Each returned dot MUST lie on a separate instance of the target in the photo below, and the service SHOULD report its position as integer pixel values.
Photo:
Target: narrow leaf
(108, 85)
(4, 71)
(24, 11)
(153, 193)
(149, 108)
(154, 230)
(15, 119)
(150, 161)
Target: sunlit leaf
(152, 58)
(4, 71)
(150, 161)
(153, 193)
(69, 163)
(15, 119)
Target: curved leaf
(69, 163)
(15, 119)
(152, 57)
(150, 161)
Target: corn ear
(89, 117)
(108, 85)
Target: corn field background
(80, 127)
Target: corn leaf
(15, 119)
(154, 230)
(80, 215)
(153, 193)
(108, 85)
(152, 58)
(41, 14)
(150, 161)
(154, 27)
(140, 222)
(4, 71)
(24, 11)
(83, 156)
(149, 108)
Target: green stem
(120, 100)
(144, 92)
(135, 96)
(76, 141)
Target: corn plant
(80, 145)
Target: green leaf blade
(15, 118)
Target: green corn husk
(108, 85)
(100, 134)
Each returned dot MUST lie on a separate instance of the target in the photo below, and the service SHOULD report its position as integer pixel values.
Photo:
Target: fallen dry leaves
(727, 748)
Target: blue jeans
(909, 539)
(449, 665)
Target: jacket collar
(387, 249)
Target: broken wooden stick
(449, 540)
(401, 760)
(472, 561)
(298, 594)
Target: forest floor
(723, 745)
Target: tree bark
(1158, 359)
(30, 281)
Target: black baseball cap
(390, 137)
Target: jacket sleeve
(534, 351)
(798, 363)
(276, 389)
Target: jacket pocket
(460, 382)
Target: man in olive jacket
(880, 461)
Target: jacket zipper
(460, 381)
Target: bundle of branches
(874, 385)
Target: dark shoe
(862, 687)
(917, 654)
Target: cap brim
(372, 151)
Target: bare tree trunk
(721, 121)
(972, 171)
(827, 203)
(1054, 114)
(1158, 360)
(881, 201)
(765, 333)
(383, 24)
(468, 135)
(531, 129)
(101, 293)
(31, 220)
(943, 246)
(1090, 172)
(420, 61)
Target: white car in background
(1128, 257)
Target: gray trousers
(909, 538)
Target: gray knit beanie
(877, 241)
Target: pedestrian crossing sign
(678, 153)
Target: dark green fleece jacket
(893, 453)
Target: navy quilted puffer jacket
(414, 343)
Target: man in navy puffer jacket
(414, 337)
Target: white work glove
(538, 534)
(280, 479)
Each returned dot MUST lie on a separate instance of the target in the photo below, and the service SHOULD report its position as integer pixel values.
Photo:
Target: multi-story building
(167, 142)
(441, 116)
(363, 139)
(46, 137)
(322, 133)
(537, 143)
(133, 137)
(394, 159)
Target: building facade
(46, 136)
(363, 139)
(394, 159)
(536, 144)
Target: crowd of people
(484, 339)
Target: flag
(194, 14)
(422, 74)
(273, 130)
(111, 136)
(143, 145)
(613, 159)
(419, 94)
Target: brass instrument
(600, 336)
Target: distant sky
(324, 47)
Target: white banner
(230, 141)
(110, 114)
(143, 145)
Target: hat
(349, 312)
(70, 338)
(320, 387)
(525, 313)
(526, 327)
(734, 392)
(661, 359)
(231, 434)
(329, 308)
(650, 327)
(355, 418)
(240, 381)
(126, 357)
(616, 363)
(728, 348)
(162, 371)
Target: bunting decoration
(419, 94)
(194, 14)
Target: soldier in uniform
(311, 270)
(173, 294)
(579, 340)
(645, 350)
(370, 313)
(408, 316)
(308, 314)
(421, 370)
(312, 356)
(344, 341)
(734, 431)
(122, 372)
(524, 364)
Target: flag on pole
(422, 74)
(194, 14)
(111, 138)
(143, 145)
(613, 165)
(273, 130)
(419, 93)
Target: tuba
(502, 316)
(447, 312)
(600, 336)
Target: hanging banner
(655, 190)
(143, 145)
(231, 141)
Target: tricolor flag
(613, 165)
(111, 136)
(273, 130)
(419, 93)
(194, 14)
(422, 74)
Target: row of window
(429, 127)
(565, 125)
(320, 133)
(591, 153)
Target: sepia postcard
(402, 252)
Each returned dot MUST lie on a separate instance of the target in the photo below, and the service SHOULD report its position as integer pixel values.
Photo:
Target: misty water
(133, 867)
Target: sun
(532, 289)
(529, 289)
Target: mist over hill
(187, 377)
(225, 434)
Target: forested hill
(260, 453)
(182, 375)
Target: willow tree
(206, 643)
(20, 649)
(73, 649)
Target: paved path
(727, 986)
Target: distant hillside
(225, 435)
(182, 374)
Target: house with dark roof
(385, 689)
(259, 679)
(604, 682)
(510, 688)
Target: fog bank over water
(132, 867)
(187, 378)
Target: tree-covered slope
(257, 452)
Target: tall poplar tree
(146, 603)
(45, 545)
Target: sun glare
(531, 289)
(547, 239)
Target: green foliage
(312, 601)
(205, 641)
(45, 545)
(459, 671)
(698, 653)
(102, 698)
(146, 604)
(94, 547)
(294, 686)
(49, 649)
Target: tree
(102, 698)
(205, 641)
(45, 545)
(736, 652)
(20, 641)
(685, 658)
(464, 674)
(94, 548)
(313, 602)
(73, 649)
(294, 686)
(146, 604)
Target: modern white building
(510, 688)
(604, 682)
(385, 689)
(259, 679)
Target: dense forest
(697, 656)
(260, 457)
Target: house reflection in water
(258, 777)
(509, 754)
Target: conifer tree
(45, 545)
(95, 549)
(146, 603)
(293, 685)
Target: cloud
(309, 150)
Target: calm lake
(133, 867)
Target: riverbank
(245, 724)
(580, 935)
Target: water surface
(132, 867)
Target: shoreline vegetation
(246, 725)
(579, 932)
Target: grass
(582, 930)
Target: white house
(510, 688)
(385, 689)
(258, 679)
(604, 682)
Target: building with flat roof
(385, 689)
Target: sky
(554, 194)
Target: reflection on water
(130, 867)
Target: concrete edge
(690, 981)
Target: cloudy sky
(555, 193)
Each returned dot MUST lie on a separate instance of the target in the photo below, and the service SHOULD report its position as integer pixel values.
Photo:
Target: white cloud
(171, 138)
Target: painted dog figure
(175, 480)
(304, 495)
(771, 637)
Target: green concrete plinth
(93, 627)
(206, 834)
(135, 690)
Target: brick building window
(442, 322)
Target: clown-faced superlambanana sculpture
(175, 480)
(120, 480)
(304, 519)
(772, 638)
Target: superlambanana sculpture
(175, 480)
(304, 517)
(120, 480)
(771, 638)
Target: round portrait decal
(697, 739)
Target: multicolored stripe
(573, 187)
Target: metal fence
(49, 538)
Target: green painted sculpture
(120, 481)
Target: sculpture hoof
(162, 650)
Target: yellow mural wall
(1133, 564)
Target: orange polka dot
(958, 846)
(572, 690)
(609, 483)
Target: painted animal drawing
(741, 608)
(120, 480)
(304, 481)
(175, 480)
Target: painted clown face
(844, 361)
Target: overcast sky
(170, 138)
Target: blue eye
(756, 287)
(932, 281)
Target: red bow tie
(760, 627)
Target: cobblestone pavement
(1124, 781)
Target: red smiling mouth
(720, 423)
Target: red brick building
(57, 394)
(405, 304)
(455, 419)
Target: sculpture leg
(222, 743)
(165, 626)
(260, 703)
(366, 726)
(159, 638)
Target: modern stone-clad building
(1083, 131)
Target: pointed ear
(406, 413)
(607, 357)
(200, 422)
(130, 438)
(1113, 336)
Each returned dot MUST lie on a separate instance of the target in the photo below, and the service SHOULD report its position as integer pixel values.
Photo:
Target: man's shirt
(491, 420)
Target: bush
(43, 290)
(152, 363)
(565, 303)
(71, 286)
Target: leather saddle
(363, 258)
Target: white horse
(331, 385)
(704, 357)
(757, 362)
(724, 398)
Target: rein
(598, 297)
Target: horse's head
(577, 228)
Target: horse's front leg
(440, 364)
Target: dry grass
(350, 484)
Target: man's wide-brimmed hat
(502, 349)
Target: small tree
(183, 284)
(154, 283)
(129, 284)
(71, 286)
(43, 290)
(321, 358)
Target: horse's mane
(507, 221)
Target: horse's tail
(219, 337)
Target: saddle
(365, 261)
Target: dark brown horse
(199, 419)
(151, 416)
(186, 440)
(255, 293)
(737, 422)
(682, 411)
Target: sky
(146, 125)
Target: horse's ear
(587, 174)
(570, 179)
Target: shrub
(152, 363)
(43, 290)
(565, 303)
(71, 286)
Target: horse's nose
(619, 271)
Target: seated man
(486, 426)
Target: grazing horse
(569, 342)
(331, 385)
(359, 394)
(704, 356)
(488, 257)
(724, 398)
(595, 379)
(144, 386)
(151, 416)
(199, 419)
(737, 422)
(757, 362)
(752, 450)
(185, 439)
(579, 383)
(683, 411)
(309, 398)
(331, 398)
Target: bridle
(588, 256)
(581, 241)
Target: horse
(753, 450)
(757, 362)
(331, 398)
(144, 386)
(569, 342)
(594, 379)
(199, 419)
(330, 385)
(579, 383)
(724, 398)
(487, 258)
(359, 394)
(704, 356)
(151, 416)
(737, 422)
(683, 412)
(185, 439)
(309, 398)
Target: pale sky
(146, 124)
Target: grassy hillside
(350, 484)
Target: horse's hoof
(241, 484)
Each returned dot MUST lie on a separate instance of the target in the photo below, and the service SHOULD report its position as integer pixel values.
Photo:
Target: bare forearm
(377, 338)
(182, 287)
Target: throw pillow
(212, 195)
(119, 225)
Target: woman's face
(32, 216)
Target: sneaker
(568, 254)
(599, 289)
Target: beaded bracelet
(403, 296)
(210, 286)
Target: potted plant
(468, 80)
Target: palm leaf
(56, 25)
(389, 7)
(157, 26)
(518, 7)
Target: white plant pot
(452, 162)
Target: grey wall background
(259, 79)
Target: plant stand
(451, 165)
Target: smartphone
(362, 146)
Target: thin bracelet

▶ _EXERCISE GOAL_
Reproduce exactly the line that holds "Target: shrub", then every line after it, ending with the final line of the records above.

▶ _RESPONSE TO THE TASK_
Target: shrub
(152, 363)
(43, 290)
(565, 303)
(71, 286)
Target: horse's nose
(619, 271)
Target: seated man
(486, 426)
Target: grazing horse
(569, 342)
(331, 385)
(359, 394)
(704, 356)
(488, 257)
(724, 398)
(595, 379)
(144, 386)
(151, 416)
(199, 419)
(737, 422)
(757, 362)
(752, 450)
(185, 439)
(579, 383)
(683, 411)
(309, 398)
(331, 398)
Target: bridle
(588, 256)
(581, 241)
Target: horse
(753, 450)
(757, 362)
(331, 398)
(144, 386)
(569, 342)
(594, 379)
(199, 419)
(330, 385)
(579, 383)
(724, 398)
(487, 258)
(359, 394)
(704, 356)
(151, 416)
(737, 422)
(683, 412)
(185, 439)
(309, 398)
Target: pale sky
(146, 124)
Target: grassy hillside
(350, 484)
Target: horse's hoof
(241, 484)
Each returned dot MUST lie on a separate instance of the target in the photo below, and the service SHOULD report its position as integer pixel values.
Photo:
Target: bare forearm
(377, 338)
(182, 287)
Target: throw pillow
(212, 195)
(119, 225)
Target: woman's face
(32, 216)
Target: sneaker
(568, 254)
(599, 289)
Target: beaded bracelet
(403, 296)
(210, 286)
Target: potted plant
(468, 80)
Target: palm leaf
(56, 25)
(389, 7)
(157, 26)
(518, 7)
Target: white plant pot
(452, 162)
Target: grey wall background
(259, 79)
Target: plant stand
(451, 165)
Target: smartphone
(362, 146)
Target: thin bracelet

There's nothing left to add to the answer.